§ Problema 1: No documento, que frase é dita por quem narra ao perceber o quanto está falando?

● ● ● ● ●

21 de abril de 2013

Algo me aconteceu durante a gravidez. Tá, se você me conhece e já achava isso antes, não me fale, não quero saber. Já imagino a Nat, sincera e analítica, me olhando de banda, rindo e fazendo “sim” com a cabeça.

Fui percebendo que a coisa estava se agravando semanas antes do Bento nascer. Pensa numa gorila prenha prestes a explodir enjaulada. Gorila, eu, jaula, minha casa.

E nos primeiros meses do bebê? Eu estava uma bomba relógio com o gravador no repeat avisando que ia ser detonada. Não, eu não estava irritada. Pelo menos não mais que o normal. Só tinha vontade de chutar mães que me diziam que seus bebês não choravam e dormiam a noite toda, mas isso não me alarmava.

Reparei que aquele estado ansioso pré-parto me fazia falar pelos cotovelos,  os meus e os das outras pessoas. Sabe como cheguei a essa conclusão? Vendo que meus diálogos estavam se tornando monólogos e nem artista eu era pra isso. Eu não estava (talvez ainda não esteja) deixando as pessoas falarem. Uma impaciência cavalar  pra dar tempo a outra pessoa raciocinar e responder. Eu pergunto, faço uma leitura corporal. Eu mesma respondo. Não preciso respirar. Uso minha habilidade apneica pra isso. Corto a pessoa no meio da frase dela. Sabe quando vem na prova “Complete a frase” ? Sou eu. Como num jogo de adivinhação, fico tentando várias respostas possíveis ao invés de deixar o sujeito falar. O interlocutor só me observa (com espanto) com a boca entreaberta como se quisesse emitir algum som, mas eu poupo ele desse esforço. Às vezes, engato a primeira e vou até a sexta marcha sem respirar. Quando percebo o quão louca estou, olho com uma cara envergonhada, obviamente depois de falar e responder tudo o que queria, e digo “Falo muito, né?”

● ● ● ● ●

§ Problema 2: Por favor, substitua "glass carafe" por "ceramic vase" nas linhas que vão do início até a que contém "<point>49,853</point>", incluindo as duas pontas. Reescreva só esse trecho e mantenha todo o resto igual.

● ● ● ● ●

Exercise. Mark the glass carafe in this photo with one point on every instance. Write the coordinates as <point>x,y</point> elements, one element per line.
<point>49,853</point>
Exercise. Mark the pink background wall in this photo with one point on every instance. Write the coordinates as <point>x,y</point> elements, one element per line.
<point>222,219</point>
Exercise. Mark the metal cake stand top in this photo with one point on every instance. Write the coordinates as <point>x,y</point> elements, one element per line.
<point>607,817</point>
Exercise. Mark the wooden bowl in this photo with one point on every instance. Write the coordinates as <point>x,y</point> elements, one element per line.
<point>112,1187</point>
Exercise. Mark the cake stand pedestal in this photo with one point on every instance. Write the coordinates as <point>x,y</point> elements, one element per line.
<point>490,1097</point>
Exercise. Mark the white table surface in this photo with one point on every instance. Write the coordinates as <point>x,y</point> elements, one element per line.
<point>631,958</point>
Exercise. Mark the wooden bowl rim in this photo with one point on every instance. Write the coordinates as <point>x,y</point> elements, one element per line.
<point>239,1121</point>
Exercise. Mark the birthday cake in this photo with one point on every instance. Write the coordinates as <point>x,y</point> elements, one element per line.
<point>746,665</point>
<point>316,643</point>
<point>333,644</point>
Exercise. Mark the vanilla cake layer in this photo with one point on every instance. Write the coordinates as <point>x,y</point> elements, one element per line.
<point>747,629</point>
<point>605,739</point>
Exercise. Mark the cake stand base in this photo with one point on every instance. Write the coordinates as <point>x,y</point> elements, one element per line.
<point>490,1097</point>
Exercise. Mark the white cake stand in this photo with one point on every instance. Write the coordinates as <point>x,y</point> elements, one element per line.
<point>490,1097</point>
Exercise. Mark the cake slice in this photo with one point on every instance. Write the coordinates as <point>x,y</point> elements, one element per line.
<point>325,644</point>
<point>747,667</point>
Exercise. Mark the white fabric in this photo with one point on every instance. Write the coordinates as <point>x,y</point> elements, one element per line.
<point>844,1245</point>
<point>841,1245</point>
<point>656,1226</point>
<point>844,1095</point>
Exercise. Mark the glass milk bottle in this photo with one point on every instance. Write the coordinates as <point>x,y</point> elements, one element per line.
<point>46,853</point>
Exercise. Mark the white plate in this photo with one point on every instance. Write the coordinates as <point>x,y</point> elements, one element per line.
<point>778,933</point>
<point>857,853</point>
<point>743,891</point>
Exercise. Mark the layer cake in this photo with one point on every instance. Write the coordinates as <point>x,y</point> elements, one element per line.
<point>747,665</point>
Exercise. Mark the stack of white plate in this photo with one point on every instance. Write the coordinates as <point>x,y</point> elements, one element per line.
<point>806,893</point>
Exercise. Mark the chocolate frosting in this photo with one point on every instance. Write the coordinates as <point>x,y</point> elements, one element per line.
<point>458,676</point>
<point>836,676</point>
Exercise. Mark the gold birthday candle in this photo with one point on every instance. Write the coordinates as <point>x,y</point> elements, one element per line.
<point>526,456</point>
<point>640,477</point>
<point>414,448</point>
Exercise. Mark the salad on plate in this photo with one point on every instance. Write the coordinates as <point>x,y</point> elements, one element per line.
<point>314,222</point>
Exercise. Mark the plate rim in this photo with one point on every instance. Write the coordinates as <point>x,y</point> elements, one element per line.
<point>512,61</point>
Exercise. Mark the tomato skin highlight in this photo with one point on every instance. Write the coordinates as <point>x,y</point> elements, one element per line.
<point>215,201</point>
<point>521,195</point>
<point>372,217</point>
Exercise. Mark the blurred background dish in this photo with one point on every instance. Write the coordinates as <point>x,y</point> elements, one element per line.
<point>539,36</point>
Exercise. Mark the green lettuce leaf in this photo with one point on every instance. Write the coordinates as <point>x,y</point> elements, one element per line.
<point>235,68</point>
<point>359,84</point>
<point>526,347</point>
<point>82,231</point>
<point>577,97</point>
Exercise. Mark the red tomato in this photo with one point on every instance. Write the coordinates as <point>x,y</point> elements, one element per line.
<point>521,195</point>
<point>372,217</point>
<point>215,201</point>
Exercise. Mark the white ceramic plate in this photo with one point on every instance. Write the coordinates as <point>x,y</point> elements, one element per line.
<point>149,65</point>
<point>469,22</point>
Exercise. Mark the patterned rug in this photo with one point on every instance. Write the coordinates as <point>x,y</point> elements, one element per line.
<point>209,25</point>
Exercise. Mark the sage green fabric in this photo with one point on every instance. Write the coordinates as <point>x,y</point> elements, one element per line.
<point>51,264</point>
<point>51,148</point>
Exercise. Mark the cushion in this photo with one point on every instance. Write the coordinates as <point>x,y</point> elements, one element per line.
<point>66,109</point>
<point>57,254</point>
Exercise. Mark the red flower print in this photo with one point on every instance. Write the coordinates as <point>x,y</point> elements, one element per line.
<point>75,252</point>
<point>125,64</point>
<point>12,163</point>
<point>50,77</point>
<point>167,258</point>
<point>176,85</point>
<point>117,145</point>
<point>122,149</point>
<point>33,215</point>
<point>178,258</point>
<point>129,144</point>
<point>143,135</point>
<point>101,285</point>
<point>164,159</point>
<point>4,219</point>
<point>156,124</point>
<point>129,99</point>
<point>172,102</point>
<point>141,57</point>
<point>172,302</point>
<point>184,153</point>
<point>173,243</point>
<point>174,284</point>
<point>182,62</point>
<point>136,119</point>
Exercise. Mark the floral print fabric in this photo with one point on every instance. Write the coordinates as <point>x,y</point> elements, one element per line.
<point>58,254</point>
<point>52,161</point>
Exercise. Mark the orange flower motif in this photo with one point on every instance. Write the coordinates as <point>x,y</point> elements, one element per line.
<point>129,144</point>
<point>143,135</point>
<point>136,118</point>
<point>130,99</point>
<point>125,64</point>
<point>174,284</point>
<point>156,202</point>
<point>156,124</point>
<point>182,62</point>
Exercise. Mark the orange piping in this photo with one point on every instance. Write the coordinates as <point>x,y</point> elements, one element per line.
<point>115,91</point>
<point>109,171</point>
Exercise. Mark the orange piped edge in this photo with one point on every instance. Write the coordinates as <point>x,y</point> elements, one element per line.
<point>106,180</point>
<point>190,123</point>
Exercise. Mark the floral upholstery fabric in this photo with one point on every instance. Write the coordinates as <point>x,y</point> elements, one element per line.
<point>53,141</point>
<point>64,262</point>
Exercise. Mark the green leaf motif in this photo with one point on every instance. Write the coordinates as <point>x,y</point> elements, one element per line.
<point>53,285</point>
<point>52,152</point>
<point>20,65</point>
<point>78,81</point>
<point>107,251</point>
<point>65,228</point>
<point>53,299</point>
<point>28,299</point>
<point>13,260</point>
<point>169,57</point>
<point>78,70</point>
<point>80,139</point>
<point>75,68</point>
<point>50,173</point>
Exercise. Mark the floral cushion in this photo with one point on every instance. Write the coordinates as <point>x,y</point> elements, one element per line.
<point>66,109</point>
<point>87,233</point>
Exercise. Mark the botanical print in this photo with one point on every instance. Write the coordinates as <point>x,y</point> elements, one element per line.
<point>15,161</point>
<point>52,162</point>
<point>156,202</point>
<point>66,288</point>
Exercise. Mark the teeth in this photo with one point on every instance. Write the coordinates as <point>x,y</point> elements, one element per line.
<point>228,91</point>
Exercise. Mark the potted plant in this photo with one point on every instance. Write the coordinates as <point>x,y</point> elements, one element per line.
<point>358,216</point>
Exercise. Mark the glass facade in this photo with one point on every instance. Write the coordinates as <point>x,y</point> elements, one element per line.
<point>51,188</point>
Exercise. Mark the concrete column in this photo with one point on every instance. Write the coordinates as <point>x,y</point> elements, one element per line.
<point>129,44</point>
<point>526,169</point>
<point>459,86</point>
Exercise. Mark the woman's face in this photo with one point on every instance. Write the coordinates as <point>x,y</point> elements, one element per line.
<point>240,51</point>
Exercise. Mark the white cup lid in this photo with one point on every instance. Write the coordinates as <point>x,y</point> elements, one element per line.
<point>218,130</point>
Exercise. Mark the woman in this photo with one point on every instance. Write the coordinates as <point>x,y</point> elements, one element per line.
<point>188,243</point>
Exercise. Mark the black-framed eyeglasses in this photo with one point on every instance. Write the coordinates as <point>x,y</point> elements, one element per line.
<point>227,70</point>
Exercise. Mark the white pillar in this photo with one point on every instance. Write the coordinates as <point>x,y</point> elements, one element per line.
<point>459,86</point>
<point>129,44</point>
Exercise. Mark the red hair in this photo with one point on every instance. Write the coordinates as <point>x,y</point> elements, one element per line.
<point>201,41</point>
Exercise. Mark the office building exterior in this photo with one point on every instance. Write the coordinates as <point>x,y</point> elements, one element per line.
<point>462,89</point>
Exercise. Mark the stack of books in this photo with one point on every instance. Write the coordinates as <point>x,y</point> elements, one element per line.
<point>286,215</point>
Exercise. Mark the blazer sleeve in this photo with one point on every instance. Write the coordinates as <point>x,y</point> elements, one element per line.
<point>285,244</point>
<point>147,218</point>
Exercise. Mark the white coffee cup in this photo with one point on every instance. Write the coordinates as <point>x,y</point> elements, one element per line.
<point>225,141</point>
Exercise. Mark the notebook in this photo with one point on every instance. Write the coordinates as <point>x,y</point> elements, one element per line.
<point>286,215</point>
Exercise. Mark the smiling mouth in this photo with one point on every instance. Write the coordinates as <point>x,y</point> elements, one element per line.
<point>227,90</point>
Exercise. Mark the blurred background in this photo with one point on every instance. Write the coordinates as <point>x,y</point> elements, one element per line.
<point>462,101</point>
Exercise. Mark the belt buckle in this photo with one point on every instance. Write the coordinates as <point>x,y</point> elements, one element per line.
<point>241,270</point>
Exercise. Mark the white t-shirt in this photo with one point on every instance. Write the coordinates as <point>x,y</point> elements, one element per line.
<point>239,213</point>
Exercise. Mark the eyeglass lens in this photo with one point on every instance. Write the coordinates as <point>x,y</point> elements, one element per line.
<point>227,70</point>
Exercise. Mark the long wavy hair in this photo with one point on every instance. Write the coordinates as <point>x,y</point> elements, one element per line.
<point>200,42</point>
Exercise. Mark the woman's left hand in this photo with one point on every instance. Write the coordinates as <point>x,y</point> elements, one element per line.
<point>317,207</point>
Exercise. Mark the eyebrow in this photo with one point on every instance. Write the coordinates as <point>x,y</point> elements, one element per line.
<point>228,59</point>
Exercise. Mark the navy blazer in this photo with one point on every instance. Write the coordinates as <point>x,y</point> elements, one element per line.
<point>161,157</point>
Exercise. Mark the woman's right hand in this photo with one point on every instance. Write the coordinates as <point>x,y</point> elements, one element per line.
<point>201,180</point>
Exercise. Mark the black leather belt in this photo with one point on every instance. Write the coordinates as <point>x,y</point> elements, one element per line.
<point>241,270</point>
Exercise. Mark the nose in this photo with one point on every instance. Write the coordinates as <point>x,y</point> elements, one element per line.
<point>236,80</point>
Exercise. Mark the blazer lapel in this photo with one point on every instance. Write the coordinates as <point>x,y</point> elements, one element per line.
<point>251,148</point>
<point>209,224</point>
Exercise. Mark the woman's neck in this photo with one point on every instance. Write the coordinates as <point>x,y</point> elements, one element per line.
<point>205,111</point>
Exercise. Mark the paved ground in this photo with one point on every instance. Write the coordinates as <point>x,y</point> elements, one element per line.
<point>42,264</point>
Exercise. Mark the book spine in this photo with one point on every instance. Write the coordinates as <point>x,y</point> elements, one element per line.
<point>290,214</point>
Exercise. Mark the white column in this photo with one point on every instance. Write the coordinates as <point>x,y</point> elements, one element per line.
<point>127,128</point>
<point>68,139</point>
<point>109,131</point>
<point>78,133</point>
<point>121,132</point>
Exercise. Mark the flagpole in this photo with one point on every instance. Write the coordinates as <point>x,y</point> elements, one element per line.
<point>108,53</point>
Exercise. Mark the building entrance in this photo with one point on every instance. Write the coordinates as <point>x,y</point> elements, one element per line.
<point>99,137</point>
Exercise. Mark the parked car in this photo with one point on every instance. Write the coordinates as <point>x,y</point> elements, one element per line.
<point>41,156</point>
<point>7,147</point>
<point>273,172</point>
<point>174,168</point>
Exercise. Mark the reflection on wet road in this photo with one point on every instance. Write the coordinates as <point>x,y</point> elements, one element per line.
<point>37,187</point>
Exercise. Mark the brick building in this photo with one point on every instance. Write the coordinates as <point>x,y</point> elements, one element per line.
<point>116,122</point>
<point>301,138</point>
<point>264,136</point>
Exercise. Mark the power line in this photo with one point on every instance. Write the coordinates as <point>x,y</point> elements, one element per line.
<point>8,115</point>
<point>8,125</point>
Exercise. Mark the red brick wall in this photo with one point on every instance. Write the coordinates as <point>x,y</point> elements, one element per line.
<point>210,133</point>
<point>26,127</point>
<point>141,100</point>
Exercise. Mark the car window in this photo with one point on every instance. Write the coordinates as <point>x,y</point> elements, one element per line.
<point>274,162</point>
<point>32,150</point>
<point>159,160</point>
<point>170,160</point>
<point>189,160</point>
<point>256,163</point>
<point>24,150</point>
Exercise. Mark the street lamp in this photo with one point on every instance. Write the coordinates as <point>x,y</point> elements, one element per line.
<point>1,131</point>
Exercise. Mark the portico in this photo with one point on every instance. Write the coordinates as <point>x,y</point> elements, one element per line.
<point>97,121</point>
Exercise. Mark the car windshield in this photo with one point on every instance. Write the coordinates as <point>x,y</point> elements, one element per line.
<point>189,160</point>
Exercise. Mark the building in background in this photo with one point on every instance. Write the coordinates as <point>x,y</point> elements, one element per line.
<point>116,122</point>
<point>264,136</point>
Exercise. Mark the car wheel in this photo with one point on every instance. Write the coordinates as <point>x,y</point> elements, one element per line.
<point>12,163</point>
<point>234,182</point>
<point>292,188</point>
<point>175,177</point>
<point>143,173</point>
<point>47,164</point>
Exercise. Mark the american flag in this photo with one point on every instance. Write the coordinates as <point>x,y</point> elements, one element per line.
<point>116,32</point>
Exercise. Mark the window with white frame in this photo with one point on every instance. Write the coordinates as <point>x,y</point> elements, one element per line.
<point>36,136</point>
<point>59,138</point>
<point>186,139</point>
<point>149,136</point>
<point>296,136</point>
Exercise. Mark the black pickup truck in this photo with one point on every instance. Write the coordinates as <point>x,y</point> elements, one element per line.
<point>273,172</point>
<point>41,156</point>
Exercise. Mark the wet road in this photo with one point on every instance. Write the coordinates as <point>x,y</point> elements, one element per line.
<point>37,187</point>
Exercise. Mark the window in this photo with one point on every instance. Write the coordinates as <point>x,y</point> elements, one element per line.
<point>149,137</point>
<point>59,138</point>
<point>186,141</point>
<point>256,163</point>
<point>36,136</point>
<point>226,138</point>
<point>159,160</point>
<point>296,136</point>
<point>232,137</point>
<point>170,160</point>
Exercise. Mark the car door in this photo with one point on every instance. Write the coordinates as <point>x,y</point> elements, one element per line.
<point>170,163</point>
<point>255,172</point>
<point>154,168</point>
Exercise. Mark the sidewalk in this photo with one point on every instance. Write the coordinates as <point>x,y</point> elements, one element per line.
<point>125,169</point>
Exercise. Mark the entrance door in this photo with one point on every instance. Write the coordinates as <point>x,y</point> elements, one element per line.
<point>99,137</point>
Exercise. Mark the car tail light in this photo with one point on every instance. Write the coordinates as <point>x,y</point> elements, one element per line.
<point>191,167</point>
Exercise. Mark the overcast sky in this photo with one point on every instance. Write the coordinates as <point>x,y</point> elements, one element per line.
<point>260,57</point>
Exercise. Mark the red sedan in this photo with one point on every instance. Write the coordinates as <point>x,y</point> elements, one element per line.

● ● ● ● ●

§ Saída completa 1: “Falo muito, né?”

§ Saída completa 2:
Exercise. Mark the ceramic vase in this photo with one point on every instance. Write the coordinates as <point>x,y</point> elements, one element per line.
<point>49,853</point>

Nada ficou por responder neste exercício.